Aim
Copy the records from the beginning through the line containing "x=337, y=141", changing every "Query" to "Target" and leaving all else as it is.

Entries from a pointing dataset
****************************************
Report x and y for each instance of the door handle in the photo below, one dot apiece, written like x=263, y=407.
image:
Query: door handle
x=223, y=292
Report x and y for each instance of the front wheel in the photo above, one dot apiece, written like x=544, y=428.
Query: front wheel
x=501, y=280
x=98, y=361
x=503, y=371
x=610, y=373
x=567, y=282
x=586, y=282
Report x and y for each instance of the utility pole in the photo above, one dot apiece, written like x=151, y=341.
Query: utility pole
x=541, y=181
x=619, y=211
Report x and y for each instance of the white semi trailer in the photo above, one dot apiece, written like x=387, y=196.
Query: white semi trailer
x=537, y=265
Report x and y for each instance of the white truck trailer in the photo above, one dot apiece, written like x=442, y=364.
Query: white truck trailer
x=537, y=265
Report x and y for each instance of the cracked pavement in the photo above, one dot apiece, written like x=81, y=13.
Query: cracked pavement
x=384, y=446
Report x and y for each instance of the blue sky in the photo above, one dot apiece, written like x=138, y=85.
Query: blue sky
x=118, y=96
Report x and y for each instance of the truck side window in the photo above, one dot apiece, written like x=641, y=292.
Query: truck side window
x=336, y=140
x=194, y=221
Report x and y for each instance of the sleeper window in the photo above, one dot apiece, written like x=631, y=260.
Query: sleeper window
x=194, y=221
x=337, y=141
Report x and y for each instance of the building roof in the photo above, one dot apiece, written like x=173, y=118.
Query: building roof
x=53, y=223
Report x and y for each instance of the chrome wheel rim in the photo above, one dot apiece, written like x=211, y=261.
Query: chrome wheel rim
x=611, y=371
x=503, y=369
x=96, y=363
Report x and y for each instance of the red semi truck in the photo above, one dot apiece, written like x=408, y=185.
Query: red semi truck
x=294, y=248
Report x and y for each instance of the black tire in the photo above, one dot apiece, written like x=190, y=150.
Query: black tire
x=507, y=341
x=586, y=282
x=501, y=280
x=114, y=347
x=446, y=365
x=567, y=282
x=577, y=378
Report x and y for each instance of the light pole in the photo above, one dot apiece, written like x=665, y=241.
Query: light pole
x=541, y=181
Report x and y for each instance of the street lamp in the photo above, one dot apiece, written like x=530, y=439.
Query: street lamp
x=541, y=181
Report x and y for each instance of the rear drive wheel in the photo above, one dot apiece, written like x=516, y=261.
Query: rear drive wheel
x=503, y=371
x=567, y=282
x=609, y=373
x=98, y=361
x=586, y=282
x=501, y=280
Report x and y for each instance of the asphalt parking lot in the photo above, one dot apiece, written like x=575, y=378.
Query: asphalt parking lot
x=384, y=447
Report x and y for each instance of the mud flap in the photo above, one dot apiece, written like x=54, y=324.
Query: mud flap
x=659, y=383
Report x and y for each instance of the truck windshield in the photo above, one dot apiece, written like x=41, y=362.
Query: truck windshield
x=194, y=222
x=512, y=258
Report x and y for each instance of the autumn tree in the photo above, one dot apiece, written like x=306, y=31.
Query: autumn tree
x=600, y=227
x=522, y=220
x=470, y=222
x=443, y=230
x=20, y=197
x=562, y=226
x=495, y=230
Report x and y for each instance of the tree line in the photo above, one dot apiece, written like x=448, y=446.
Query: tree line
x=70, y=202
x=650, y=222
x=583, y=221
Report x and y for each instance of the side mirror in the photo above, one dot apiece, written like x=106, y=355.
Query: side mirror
****************************************
Response
Report x and y for each instance of the door handle in the photo below, one dot apiece, written like x=263, y=407.
image:
Target: door handle
x=223, y=292
Report x and y for each instance of the front wheel in the photo above, one dot apiece, written like x=544, y=428.
Target: front wheel
x=501, y=280
x=98, y=361
x=503, y=371
x=610, y=373
x=567, y=282
x=586, y=282
Report x and y for each instance of the utility pole in the photo above, one dot apiece, written like x=151, y=341.
Target: utility pole
x=541, y=181
x=619, y=211
Report x and y for each instance of the white semi trailer in the photo above, one dot apiece, written like x=387, y=196.
Target: white semi trailer
x=537, y=265
Report x and y for each instance of the white truck trailer in the photo above, one dot apiece, written like x=442, y=364.
Target: white truck trailer
x=537, y=265
Report x and y for each instance of the cracked pavement in the photo above, one dot apiece, written like x=81, y=13.
Target: cracked pavement
x=384, y=446
Report x and y for each instance of the blue sky in the photo above, one dot apiece, written like x=138, y=85.
Target: blue sky
x=118, y=96
Report x and y for each instance of the truck side window in the photo above, one dot apiece, written like x=641, y=292.
Target: truck side window
x=336, y=140
x=194, y=221
Report x and y for each instance of the sleeper window in the photo above, one dot apiece, written like x=631, y=260.
Target: sleeper window
x=194, y=221
x=337, y=141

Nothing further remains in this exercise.